* Task statement: Rewrite the part of the listing that opens with the line containing "Where can you find the forested" and closes with the line containing "<point>127,28</point>", putting "wooded slope" wherever "forested hillside" appears and leaving everything else unchanged.

* Source records:
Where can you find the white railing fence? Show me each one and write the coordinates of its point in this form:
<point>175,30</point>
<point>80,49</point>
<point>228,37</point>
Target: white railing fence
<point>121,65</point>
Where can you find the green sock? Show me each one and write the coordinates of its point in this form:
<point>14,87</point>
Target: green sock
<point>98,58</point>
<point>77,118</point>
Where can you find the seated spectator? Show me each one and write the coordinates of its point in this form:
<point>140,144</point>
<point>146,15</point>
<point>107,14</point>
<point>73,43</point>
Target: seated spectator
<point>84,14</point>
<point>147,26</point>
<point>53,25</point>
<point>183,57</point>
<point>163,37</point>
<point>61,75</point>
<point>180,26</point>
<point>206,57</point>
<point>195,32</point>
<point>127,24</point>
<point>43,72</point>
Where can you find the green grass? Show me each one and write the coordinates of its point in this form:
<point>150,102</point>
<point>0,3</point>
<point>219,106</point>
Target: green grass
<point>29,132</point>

* * *

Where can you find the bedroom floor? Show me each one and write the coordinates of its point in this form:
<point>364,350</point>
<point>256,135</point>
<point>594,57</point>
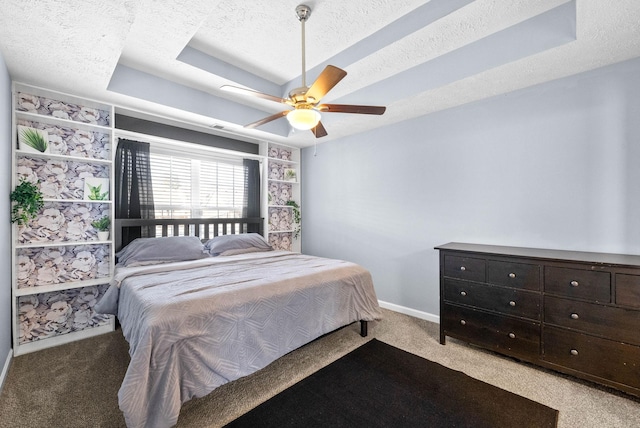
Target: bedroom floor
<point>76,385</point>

...

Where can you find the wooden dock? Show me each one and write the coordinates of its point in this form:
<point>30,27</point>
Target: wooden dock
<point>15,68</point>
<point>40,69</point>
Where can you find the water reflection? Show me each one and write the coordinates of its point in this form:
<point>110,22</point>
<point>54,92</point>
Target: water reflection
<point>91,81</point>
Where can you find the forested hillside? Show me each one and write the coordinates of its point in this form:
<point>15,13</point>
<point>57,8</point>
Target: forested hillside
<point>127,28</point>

* Reply:
Where can you find the wooded slope? Show me each one and write the coordinates of its point in this form:
<point>15,13</point>
<point>57,8</point>
Target: wooded slope
<point>127,28</point>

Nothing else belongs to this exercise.